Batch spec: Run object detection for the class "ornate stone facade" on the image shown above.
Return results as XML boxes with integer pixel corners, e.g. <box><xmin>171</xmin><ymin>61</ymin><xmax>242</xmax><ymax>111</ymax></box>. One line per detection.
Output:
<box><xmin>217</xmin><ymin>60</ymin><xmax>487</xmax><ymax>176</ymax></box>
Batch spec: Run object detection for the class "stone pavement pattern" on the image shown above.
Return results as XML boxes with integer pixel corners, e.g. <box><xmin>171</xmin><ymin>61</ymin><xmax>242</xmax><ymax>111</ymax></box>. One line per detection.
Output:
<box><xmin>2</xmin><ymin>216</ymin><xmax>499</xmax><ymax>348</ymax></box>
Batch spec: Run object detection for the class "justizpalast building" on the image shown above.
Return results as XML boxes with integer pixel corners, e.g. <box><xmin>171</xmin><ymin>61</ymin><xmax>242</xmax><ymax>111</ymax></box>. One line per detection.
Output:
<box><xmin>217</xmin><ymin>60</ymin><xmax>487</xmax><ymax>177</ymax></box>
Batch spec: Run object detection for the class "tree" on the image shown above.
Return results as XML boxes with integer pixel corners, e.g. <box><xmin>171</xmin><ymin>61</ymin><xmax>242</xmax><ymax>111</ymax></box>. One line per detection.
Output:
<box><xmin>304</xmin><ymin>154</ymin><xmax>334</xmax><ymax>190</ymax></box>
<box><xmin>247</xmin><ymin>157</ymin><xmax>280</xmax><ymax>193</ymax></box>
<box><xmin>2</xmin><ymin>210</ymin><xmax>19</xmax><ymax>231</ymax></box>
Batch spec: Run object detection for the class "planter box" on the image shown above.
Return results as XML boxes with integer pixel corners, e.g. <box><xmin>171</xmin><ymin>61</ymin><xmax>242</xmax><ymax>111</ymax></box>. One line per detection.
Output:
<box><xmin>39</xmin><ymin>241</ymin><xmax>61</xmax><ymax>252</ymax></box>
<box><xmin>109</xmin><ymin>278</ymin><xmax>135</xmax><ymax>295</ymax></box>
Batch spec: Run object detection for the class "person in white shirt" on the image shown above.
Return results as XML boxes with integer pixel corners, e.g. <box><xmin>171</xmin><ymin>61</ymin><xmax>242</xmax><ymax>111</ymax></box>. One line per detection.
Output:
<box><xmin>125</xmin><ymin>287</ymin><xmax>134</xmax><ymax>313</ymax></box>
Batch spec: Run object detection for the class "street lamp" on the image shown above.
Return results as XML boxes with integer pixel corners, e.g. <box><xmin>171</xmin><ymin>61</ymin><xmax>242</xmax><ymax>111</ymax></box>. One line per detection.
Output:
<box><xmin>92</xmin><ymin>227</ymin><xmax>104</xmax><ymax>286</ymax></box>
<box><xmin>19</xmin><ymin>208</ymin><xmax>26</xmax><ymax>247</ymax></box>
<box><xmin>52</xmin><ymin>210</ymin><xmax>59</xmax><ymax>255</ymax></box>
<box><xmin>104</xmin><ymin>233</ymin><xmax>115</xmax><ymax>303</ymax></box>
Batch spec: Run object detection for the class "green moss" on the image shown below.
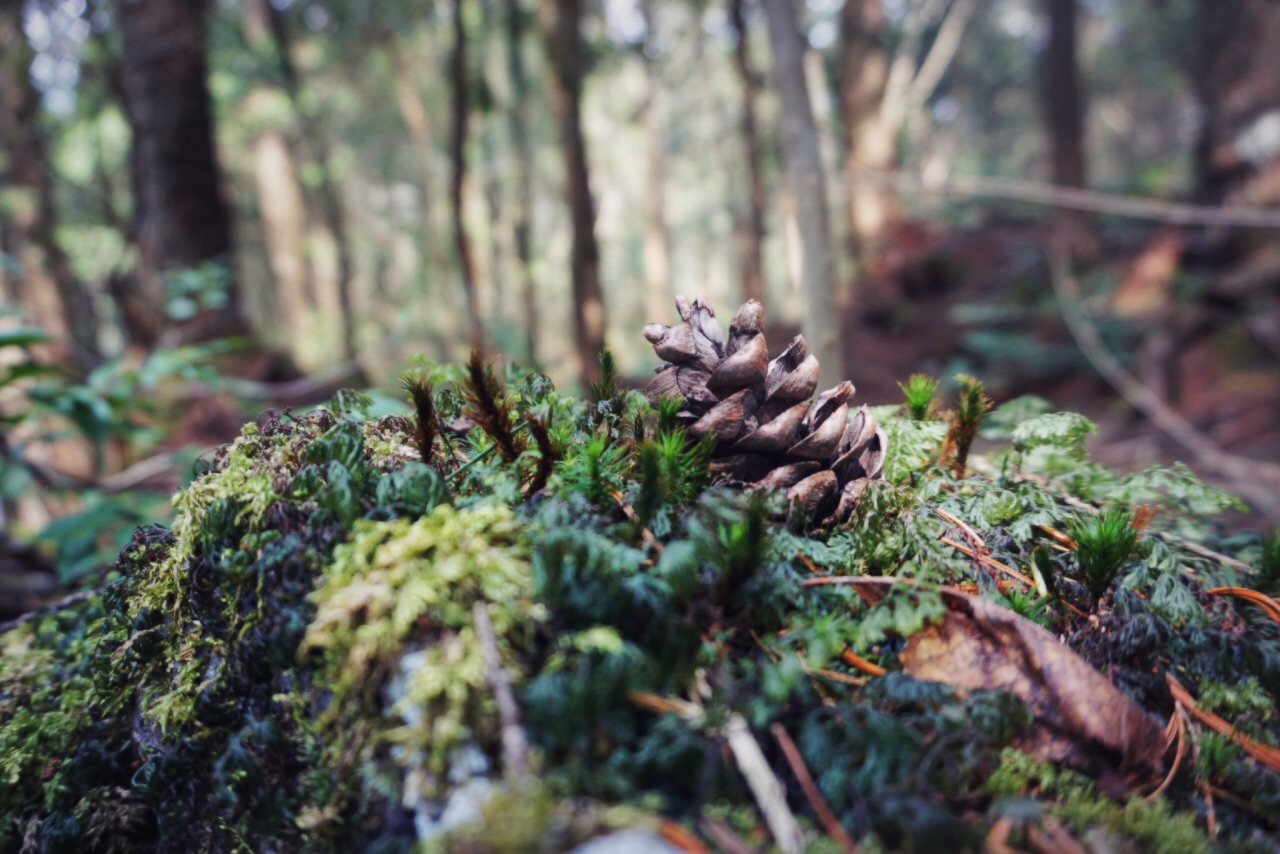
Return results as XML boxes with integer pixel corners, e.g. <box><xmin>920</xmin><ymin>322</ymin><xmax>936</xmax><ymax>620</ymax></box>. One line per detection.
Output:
<box><xmin>301</xmin><ymin>504</ymin><xmax>545</xmax><ymax>775</ymax></box>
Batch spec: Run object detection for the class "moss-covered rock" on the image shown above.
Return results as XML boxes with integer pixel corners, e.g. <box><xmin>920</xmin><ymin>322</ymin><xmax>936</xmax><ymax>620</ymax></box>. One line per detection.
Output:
<box><xmin>0</xmin><ymin>366</ymin><xmax>1280</xmax><ymax>851</ymax></box>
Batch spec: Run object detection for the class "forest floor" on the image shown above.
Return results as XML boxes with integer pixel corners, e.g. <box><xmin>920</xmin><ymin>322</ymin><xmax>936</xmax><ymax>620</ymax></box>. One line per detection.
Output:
<box><xmin>844</xmin><ymin>223</ymin><xmax>1280</xmax><ymax>529</ymax></box>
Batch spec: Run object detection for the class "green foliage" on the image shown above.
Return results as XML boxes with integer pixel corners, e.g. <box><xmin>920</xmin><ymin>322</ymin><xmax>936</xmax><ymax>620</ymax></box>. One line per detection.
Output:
<box><xmin>940</xmin><ymin>374</ymin><xmax>995</xmax><ymax>478</ymax></box>
<box><xmin>1011</xmin><ymin>412</ymin><xmax>1098</xmax><ymax>461</ymax></box>
<box><xmin>897</xmin><ymin>374</ymin><xmax>938</xmax><ymax>421</ymax></box>
<box><xmin>1068</xmin><ymin>506</ymin><xmax>1138</xmax><ymax>599</ymax></box>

_ _ _

■ **TASK GOAL**: List every line of the rows above that contains the word "green".

■ **RESPONSE TO THE TASK**:
Batch spec: Run object detection for the class "green moss" on the image shown below.
Batch spec: Run object detection for the class "green foliage" on the image shown above.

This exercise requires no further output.